(Your goal) Edit the listing below by replacing every occurrence of "pixel coordinates" with "x and y pixel positions", and leave all other text unchanged.
--
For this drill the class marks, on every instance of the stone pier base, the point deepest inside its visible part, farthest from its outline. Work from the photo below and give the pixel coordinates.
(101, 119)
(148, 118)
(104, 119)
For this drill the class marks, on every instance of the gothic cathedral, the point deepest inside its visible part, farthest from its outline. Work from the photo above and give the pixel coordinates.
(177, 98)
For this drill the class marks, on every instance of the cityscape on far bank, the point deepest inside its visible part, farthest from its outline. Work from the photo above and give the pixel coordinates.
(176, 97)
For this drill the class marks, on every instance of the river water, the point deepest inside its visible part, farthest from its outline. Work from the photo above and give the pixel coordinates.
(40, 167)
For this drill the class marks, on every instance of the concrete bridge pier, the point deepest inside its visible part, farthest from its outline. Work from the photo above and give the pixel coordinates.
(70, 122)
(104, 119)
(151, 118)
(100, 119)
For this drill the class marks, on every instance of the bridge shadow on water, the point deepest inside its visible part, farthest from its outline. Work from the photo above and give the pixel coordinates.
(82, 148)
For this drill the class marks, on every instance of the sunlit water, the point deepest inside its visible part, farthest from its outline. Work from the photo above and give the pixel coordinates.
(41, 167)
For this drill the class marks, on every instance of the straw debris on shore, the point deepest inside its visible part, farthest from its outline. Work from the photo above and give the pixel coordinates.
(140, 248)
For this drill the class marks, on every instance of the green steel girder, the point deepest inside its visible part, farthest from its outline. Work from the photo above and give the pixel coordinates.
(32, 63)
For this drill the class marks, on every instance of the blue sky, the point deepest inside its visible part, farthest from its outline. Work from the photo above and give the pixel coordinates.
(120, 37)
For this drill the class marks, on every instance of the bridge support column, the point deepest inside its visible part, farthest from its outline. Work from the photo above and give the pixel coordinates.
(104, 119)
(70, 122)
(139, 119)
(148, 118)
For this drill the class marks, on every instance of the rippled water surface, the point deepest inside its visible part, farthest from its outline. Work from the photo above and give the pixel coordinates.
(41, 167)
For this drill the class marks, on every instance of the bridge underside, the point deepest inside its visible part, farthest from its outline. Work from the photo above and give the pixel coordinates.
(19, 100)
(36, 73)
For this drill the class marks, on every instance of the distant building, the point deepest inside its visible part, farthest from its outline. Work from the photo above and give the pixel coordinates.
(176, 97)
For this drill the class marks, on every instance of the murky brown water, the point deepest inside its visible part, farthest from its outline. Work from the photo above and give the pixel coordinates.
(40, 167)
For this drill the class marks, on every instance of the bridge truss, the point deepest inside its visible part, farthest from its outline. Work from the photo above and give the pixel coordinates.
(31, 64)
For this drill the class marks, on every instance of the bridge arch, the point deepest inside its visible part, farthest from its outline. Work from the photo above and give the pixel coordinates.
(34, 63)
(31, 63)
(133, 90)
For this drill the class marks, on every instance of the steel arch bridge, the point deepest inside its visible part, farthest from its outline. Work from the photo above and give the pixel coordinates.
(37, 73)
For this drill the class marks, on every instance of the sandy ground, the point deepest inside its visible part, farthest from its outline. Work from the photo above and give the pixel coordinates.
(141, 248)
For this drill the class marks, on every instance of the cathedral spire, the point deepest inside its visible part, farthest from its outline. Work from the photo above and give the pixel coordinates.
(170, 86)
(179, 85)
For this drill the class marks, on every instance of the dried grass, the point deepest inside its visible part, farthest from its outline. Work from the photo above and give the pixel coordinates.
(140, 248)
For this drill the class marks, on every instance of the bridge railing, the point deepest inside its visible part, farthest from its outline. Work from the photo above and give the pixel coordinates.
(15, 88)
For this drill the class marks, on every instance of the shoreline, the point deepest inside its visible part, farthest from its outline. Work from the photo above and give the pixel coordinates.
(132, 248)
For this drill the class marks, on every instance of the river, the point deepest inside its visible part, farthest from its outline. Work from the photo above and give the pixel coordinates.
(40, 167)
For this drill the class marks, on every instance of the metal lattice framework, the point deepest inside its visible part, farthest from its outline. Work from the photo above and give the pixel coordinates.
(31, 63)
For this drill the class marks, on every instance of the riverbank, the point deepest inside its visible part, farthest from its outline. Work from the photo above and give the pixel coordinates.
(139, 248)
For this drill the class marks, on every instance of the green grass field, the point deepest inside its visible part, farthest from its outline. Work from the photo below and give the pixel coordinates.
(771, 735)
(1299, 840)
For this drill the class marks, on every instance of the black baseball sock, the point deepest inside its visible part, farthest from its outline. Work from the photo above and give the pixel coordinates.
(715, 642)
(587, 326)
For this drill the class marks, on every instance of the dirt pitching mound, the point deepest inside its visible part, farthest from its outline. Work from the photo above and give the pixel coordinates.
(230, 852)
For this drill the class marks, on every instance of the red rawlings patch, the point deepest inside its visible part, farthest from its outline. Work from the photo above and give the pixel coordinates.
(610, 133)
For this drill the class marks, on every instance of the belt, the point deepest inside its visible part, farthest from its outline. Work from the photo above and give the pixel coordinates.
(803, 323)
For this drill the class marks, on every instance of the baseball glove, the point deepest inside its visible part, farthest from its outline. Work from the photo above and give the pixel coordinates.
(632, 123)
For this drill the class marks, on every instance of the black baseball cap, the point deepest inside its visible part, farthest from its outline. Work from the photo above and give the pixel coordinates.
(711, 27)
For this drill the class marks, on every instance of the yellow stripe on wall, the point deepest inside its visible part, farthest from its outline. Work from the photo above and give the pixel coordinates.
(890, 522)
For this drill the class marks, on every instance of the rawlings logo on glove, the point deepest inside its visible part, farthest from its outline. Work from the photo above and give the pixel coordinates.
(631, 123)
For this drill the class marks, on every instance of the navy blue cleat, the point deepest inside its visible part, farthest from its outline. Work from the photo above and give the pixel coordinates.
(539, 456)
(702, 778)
--
(In response)
For this drill the class marks, on every instance of the stone pier base, the point deepest inside its visible part, farthest from its outline. Work from the photo below and give the x and y pixel positions.
(101, 119)
(148, 118)
(104, 119)
For this drill the class marks, on every instance of the gothic cathedral, the point deepest inside its visible part, farthest from its outline. Work from the photo above and give the x and y pixel positions.
(177, 98)
For this drill the class marks, on every instance of the cityscape on far bank, the point deepest inside its visible part, farthest from its outline. Work from the photo above and give the x and y pixel positions.
(176, 97)
For this drill the class marks, on every instance of the river water, the point deepest inside its visible part, farthest from its outline. Work from the photo above and give the x and y pixel positions.
(40, 167)
For this drill the class marks, on every instance of the concrete bridge pier, the point deepest inside its visible part, farthest from its outline. Work from the photo above and give the x and y pixel positions.
(70, 122)
(104, 119)
(151, 118)
(100, 119)
For this drill the class marks, on every instance of the bridge shadow on water, the point deepest inside its visible part, farthest from its outline. Work from the photo above and give the x and y pixel positions.
(82, 148)
For this drill the class marks, on every instance of the sunlit water, the point deepest inside its visible part, farthest from its outline. Work from the photo above and give the x and y pixel positions.
(41, 167)
For this drill the class marks, on every instance of the straw debris on shore, the point deepest inside its visible part, farthest from its outline. Work from the photo above and give the x and y pixel positions.
(140, 248)
For this drill the class marks, on every instance of the green steel girder, the point deepest inside its visible part, farthest from its outline. Work from the photo above and give the x and y pixel positions.
(32, 63)
For this drill the class marks, on every instance of the blue sky, the point deepest inside its visible part, farthest from its outline. Work from the photo above and give the x and y pixel positions.
(120, 37)
For this drill the class marks, on every instance of the bridge support column, the point deepest inside its visible part, farthest from its outline. Work from the photo above and give the x and y pixel positions.
(104, 119)
(70, 122)
(139, 119)
(148, 118)
For this drill the class marks, on every instance of the rippled water surface, the point deepest inside its visible part, farthest from its outline. Work from the photo above and give the x and y pixel positions.
(41, 167)
For this drill the class marks, on every instance of the bridge underside, the point deepest inside its visible part, farthest from its outline. Work from the photo above and give the x and y pixel positions.
(19, 100)
(36, 73)
For this drill the class marks, on every instance of the distant building, the point deepest inside its visible part, farthest from its outline. Work from the photo above and give the x and y pixel positions.
(176, 97)
For this drill the class marks, on every instance of the murky brown water, the point deepest inside its visible part, farthest from its outline. Work from the photo above and give the x and y pixel positions.
(40, 167)
For this drill the class marks, on every instance of the bridge truss, the point deepest inside its visible part, farthest from its outline. Work from the photo above and give the x and y pixel positions.
(31, 64)
For this drill the class marks, on every instance of the bridge arch, the point deepest inside its visible part, farthest from its outline. Work from the photo above and give the x and y pixel positions.
(34, 63)
(31, 63)
(133, 90)
For this drill the class marks, on every instance of the steel arch bridge, the point deepest inside its visible part, farthest from its outline. Work from the photo above and give the x and y pixel positions.
(37, 73)
For this drill the class marks, on every instance of the sandy ground, the point deepest inside its visible part, farthest from its outline. Work from the photo above and give the x and y pixel positions.
(141, 248)
For this drill the class marks, on every instance of the cathedral spire, the point deepest inside its visible part, farthest from its outline. Work from the photo above and give the x and y pixel positions.
(170, 86)
(179, 85)
For this drill the class marks, on every instance of the dried grass, the point deepest inside its visible part, farthest from its outline. Work from the photo above and give the x and y pixel positions.
(140, 248)
For this drill the class marks, on every instance of the bridge railing, the point deepest inside its visible part, farthest from its outline. Work from the photo above and give the x and y pixel positions.
(15, 88)
For this drill the class marks, on every instance of the shoreline, the point deepest inside its visible part, farthest from its outline. Work from the photo above and give the x and y pixel positions.
(132, 248)
For this drill the class marks, on every instance of the river, the point deepest inside its visible part, farthest from its outline. Work from the photo above and give the x and y pixel positions.
(40, 167)
For this drill the class marks, on every instance of the metal lattice framework, the point deepest inside its visible part, farthest from its outline. Work from the photo above and give the x and y pixel positions.
(31, 63)
For this drill the class marks, on every instance of the riverbank, the point deepest inside its visible part, farthest from its outline. Work from the photo above and give the x and y pixel positions.
(139, 248)
For this drill the class marks, on every instance of the green grass field, the point deepest inside its visible part, farthest from its outline. Work from the photo below and give the x and y pixel positions.
(771, 735)
(1299, 840)
For this drill the class marks, on every instance of the black baseball sock, the point deepest inside its visible part, farthest from its outline. Work from the photo above and give the x and y pixel positions.
(715, 642)
(587, 326)
For this drill the class marks, on every instance of the dirt pitching mound, the point deepest inside its visible part, farthest from its outline. Work from the photo above and give the x and y pixel positions.
(230, 852)
For this drill the class marks, on every instance of the red rawlings patch, the point deepest inside its visible part, farthest from its outline. Work from the photo above and give the x and y pixel positions.
(610, 133)
For this drill the class marks, on every instance of the belt, the point deepest inside its visible part, farthest from its outline. Work from the photo above and give the x and y pixel positions.
(803, 323)
For this drill the class marks, on every instance of the baseball glove, the point deepest inside its visible part, farthest from its outline. Work from the photo above and give the x and y pixel positions.
(632, 123)
For this drill the class marks, on every instance of the black baseball cap, the point deepest inside its visible part, farthest from its outline. Work from the photo above and give the x and y pixel positions.
(711, 27)
For this drill the class marks, on every instance of the yellow stripe on wall, the point deepest inside its visible part, farthest from its outline. Work from the photo above and give the x and y pixel positions.
(890, 522)
For this drill the class marks, on every instance of the rawlings logo on glove, the point deepest inside its visible part, farthest from its outline. Work from the photo above and give the x and y pixel positions.
(631, 123)
For this drill the class marks, on every instance of the navy blue cleat, the point deepest inside its visible part, farthest from its outline. Work from the photo above and give the x and y pixel positions.
(539, 456)
(702, 778)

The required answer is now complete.